**Try it:** Find the line with "Target: pole knob" in the entries below, then reproduce it and every line after it down to and including the line with "woman's face, pixel", exactly.

++++++

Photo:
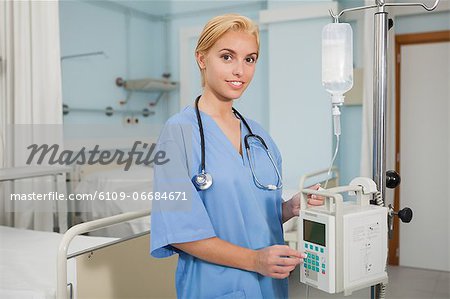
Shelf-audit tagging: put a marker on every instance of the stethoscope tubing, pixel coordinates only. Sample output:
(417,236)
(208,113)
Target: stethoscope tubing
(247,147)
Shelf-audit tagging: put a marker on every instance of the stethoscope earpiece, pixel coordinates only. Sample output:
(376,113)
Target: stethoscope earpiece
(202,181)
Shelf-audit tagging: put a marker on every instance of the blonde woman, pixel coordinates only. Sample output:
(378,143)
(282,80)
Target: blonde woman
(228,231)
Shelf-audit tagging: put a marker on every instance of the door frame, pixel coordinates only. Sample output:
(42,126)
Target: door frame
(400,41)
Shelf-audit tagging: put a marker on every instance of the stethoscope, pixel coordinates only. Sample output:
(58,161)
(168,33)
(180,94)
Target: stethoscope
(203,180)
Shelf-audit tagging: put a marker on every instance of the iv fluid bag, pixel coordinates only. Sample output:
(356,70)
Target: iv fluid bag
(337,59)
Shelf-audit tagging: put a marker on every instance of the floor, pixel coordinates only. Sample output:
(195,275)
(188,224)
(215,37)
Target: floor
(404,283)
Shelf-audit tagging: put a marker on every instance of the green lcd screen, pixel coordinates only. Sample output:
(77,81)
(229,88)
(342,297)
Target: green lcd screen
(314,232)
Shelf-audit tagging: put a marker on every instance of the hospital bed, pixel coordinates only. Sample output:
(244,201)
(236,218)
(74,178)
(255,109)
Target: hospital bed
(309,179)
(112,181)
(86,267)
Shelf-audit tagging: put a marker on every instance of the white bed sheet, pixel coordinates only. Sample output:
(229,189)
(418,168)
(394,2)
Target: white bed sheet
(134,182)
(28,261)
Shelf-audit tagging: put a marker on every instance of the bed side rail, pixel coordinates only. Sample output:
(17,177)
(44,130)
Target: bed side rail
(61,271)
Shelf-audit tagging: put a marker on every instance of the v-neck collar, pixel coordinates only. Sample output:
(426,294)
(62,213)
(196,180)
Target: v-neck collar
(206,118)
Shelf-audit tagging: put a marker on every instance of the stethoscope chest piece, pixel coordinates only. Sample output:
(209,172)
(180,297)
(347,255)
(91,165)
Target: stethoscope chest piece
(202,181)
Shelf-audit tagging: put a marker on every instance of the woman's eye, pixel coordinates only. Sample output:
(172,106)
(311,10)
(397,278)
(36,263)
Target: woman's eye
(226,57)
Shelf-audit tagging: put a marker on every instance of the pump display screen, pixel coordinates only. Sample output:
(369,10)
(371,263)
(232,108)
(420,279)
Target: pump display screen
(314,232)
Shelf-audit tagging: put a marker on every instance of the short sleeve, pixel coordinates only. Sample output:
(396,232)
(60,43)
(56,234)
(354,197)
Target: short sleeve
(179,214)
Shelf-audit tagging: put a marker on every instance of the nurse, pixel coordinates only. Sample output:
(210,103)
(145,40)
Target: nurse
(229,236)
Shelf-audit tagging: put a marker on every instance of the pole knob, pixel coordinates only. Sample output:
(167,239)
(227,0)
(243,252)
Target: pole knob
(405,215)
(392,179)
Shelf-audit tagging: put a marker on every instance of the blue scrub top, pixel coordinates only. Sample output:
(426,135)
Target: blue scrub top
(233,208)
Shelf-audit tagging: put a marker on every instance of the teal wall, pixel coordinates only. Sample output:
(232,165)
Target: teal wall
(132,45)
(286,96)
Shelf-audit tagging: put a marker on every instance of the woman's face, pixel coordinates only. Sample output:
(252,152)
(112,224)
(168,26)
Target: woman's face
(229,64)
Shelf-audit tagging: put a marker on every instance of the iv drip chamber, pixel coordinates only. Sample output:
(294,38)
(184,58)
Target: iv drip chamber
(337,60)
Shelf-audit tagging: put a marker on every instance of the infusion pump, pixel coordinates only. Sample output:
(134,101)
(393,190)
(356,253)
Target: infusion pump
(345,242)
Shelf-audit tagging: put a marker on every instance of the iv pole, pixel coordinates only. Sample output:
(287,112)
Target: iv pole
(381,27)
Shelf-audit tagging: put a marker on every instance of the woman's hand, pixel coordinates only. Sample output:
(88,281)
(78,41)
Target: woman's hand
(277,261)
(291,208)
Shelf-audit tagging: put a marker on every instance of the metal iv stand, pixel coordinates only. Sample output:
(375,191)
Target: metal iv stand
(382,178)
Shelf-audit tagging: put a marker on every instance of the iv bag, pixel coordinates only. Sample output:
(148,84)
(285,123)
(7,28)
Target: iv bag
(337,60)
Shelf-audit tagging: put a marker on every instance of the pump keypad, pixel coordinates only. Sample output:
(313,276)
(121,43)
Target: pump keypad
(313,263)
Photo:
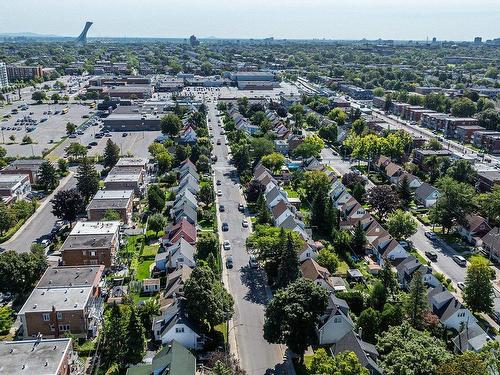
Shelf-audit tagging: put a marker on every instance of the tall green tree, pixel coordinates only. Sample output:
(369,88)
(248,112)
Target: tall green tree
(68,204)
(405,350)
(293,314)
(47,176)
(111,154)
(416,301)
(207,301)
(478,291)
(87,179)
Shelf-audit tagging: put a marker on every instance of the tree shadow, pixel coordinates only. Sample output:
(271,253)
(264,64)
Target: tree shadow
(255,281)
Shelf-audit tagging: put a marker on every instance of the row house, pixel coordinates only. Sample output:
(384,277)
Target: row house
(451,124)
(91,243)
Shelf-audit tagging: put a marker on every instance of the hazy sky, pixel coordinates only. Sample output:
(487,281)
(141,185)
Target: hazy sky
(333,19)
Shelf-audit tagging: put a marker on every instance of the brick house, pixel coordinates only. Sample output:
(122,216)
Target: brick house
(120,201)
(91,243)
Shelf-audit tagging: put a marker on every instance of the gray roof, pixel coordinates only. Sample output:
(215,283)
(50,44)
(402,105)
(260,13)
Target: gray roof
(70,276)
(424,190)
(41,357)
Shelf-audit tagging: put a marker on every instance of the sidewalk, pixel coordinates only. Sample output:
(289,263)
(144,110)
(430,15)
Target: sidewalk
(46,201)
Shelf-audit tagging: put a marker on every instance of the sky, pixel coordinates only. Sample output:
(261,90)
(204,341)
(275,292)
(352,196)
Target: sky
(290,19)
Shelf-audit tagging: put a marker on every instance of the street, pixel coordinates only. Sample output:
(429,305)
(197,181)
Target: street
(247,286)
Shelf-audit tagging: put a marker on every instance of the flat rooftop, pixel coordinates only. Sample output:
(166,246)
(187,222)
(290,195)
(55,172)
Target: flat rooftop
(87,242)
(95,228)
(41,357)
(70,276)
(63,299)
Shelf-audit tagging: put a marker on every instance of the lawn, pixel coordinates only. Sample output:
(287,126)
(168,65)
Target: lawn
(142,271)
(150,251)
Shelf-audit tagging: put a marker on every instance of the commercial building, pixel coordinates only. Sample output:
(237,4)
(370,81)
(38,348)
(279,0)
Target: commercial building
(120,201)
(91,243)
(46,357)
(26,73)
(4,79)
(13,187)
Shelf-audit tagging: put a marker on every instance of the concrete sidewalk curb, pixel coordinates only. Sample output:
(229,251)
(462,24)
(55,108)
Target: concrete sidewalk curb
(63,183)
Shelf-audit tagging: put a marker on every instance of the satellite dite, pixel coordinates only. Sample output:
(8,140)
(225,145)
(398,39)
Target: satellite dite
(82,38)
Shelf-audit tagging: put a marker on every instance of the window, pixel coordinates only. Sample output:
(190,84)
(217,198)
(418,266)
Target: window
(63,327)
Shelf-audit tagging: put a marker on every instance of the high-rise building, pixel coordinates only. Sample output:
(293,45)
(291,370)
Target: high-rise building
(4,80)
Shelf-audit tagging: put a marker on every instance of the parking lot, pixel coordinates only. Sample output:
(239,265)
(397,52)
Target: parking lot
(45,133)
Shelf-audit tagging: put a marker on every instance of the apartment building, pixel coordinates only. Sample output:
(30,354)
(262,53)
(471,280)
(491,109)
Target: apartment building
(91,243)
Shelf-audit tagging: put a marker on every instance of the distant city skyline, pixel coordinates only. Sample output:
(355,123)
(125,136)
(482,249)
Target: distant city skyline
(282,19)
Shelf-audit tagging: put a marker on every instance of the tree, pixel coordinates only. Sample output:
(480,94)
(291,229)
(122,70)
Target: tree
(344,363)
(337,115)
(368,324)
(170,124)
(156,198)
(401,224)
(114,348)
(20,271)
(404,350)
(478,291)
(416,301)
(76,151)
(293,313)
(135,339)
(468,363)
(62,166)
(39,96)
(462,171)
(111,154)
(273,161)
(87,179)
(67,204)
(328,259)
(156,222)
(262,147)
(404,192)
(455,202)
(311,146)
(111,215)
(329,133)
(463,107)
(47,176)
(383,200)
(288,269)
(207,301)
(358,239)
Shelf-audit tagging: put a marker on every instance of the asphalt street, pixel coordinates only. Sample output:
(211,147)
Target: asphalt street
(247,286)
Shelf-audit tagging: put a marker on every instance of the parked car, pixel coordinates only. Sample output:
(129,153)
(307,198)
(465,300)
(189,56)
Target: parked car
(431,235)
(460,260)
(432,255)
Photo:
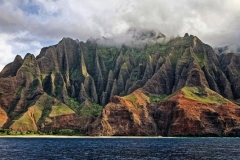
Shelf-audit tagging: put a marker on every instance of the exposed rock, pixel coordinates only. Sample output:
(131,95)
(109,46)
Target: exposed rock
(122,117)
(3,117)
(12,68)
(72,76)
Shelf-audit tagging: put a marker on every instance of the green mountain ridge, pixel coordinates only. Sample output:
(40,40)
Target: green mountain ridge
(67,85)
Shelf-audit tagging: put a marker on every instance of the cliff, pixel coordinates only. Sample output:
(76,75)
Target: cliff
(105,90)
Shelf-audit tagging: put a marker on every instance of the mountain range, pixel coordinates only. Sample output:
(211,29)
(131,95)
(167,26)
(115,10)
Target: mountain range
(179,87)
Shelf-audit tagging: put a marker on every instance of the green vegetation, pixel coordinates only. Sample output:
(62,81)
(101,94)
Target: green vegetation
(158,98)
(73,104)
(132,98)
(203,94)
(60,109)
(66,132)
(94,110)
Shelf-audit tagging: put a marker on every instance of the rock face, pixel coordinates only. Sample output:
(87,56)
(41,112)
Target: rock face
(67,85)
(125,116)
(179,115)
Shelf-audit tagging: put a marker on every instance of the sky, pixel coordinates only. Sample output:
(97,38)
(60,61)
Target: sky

++++++

**Written response:**
Target: pole knob
(405,215)
(392,179)
Shelf-audit tagging: put a marker on every instance of the blue scrub top, pixel coordinates only. Sample output:
(426,135)
Target: blue scrub top
(233,208)
Shelf-audit tagging: put a marker on every instance of the teal wall, pixel coordinates only. Sample output:
(232,165)
Target: teal wall
(132,45)
(286,96)
Shelf-audit tagging: put a marker on every instance of the woman's face, pixel coordinates only. Sample output:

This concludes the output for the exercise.